++++ Listed records ++++
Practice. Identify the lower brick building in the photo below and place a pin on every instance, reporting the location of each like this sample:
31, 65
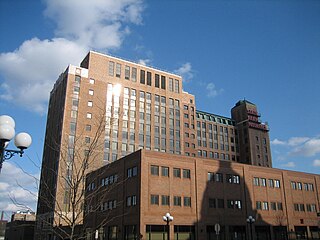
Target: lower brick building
127, 199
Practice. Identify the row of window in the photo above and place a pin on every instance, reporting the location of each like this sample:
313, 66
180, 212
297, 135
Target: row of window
165, 200
219, 203
154, 169
298, 186
299, 207
265, 206
218, 177
159, 80
272, 183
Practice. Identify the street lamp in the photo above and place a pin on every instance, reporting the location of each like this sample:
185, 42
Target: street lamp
251, 220
167, 218
7, 132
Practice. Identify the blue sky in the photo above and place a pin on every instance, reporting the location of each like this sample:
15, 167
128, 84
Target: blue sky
265, 51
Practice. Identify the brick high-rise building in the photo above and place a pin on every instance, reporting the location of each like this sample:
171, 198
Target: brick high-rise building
118, 107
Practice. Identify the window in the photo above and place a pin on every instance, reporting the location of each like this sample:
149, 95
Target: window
219, 177
187, 201
118, 70
210, 176
271, 183
111, 68
220, 203
165, 200
177, 172
165, 171
186, 173
127, 72
258, 205
256, 181
154, 200
154, 170
156, 79
177, 201
149, 78
263, 182
212, 203
163, 82
265, 206
142, 77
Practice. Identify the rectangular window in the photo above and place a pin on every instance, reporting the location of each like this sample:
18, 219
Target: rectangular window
154, 199
186, 173
163, 82
118, 70
256, 181
210, 176
187, 201
220, 203
219, 177
177, 172
165, 200
134, 74
111, 68
142, 77
212, 203
157, 80
170, 84
177, 201
127, 72
165, 171
154, 170
149, 81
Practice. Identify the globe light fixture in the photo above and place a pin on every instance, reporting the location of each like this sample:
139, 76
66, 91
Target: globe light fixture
167, 218
251, 221
7, 133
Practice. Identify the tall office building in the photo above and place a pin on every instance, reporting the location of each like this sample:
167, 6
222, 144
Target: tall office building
118, 107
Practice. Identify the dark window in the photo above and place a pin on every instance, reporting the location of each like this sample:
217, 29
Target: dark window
156, 81
142, 77
149, 78
163, 82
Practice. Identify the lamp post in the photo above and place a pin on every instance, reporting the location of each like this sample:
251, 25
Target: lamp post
7, 132
167, 218
251, 220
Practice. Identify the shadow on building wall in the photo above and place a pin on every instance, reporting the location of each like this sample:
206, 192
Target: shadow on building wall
227, 205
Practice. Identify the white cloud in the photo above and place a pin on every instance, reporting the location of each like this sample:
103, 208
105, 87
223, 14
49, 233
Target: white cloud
316, 163
144, 62
308, 149
295, 141
185, 71
15, 184
277, 142
30, 71
212, 90
289, 165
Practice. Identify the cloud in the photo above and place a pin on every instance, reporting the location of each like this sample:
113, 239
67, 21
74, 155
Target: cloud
212, 91
144, 62
185, 71
316, 163
308, 149
289, 165
277, 142
15, 184
30, 71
++++
### Written instruction
Reproduce every one of the records above word for word, leaving out the picture.

### Solution to this exercise
Practice. Identify the lower brick building in the photo below and place a pin on every instance, reporting the location of each like this sample:
31, 65
Target: lower brick building
127, 199
Practice. Identify the row of window in the photo above and place a pin on every instance, reporting the location of each like this sample:
313, 66
180, 212
297, 135
Target: row of window
165, 200
219, 203
154, 169
298, 186
299, 207
265, 206
218, 177
159, 80
272, 183
Practice. Identify the street lamp in the photo above and place a pin on every instance, reporting the location of each like this sample:
185, 42
Target: street lamp
251, 220
167, 218
7, 132
Practice. Identify the blue sky in the photo above and place a pin on every instance, reporting the location of each like this sample:
15, 167
128, 84
Target: blue sky
265, 51
Practice. Identify the brick high-rise building in the photo above and place a pin on every instance, reporting the location of each like this sample:
171, 198
Target: brick high-rise building
118, 107
Practice. Identify the window in the photo above and place a pin on every instance, reporting the location of each like this sample:
149, 95
Target: window
219, 177
187, 201
118, 70
210, 176
271, 183
111, 68
220, 203
165, 200
177, 172
165, 171
186, 173
127, 72
258, 205
256, 181
154, 200
154, 170
156, 79
177, 201
149, 78
263, 182
212, 203
163, 82
265, 206
142, 77
Practice. Identify the rectangular window in the photo above and place a pin on every instance, reporting the location of each like this sample:
18, 219
Target: rectangular window
154, 199
186, 173
163, 82
118, 70
256, 181
210, 176
187, 201
220, 203
219, 177
177, 172
165, 200
134, 74
111, 68
142, 77
212, 203
157, 80
170, 84
177, 201
127, 72
165, 171
154, 170
149, 81
Practice. Identify the globe light fixture in the photo above and place a pin on every instance, reporting the location of each like this sample:
139, 76
66, 91
Target: globe light fixture
167, 218
251, 221
7, 133
Practice. Identify the tall office building in the photo above and place a pin on every instance, reporting the location of each like this sample:
167, 6
222, 144
Target: tall office building
118, 107
Practice. Identify the dark window in the photo above and place a pin on every instance, reporting the location of each like this sample:
217, 29
Target: dark window
156, 81
142, 77
149, 78
163, 82
Practice. Identify the lamp post in the photo above and place a pin on every instance, reporting the location of each like this sample:
251, 25
Target: lamp post
7, 132
167, 218
251, 220
Practice. Identify the shadow on building wall in the photo above and place a pin on every instance, reporting the location of each like this sample:
206, 192
Target: shadow on building wall
227, 205
Practice. Identify the white cloud in the photo above and place a pin on every instance, reporting the location of each like this sample:
103, 208
105, 87
223, 14
49, 233
Target: white cloud
316, 163
144, 62
308, 149
295, 141
185, 71
15, 184
277, 142
30, 71
212, 90
289, 165
Practice. Identify the cloud in the photo above and place a pin on every instance, reporting the location of each like this sample:
113, 239
67, 21
74, 155
Target: cloud
212, 91
144, 62
185, 71
316, 163
308, 149
289, 165
277, 142
15, 184
30, 71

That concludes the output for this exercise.